EXERCISE PROMPT: Extend the local history piece on Stracey Road in Norwich, starting right after its final sentence.

Streets of Norwich – Stracey Road
Part of my Streets of Norwich project….
This is Stracey Road, located off of Thorpe Road and connecting to Lower Clarence Road.
There’s not really much change to the layout of this area over the last 125 years, with the church behind the properties off Stracey Road still there.
This building at the end of the road and in the photo above is Marlborough House, which was turned from a private residence into a guest house in 1969. It was also though a dwelling house in the past, as is in March 1909 a William Coxall broke into the property and stole an overcoat, gloves and half a cake. No point going hungry if you plan to go burgling I suppose…..
These were quite decent houses at the beginning of the twentieth century (I’m sure they are now as well) and there’s a reminder of this as many of them employed servants and maids. The residence at number 10 was looking for a “mother’s help” in December 1902 and they promised that the accommodation for the applicant wouldn’t be in the cellar or attic.

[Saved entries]
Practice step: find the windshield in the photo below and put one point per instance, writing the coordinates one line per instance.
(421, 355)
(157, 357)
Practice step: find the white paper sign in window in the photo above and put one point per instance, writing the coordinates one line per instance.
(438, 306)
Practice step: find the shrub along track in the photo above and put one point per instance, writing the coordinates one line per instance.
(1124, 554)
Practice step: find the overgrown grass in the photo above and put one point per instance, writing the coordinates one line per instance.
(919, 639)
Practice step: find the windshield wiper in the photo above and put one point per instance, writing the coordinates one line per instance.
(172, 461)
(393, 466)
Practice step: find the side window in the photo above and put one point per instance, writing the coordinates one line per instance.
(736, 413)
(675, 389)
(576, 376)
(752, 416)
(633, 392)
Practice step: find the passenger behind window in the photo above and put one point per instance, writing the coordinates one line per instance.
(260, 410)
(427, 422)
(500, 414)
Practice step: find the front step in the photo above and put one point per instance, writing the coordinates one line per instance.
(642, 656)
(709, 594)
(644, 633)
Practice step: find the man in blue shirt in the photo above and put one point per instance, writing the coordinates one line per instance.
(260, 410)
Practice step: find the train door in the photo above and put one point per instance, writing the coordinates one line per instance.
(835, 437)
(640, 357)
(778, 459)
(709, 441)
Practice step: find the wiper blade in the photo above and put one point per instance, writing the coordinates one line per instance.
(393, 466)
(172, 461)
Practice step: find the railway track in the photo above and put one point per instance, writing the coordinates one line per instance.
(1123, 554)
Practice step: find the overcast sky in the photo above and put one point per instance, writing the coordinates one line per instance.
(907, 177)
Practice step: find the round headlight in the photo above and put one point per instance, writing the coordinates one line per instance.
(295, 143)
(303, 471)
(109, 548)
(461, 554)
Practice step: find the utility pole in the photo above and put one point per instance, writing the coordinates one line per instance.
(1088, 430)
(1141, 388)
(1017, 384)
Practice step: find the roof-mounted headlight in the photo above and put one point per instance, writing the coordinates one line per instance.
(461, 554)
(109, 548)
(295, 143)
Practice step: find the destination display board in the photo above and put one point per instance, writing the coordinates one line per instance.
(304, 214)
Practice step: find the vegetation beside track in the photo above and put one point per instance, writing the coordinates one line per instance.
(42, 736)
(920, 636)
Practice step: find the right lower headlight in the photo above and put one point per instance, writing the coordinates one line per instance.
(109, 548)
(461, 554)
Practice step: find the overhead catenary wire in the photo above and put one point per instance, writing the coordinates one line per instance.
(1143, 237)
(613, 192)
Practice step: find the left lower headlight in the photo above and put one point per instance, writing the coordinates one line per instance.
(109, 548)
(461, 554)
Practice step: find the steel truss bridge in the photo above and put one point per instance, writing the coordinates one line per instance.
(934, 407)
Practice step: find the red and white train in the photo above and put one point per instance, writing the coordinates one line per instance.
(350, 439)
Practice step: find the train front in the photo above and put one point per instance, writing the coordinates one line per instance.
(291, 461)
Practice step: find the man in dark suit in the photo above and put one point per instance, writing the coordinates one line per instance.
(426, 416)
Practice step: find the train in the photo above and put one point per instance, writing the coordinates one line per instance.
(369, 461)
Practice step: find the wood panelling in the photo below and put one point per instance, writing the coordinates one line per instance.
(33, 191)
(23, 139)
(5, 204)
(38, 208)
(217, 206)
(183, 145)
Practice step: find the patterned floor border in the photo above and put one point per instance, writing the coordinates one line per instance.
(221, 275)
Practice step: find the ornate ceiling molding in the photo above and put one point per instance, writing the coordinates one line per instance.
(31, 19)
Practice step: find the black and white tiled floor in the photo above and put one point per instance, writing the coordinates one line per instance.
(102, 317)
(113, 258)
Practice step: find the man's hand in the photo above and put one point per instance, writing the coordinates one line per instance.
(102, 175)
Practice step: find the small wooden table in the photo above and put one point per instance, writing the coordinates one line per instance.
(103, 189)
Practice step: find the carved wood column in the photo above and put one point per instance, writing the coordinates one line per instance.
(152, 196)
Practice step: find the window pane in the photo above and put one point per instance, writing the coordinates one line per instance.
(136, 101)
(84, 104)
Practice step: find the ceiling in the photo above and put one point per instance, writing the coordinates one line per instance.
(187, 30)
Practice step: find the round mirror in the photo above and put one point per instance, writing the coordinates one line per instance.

WRITTEN RESPONSE:
I had better not upload every single one of the 1939 registers as part of this project, as that might be seen as too much of an infringement of copyright. But, in 1939, there was an inspector of taxes, a surgeon, a children’s nurse, a retired LNER inspector, a railway clerk, a warehouse goods clerk and an inspector for the LNER who all lived on the street.
On the issue of the street name, I don’t know why it took the name Stracey Road, although the Stracey baronetcy is a local title and the family were important figures in Norwich during the nineteenth century.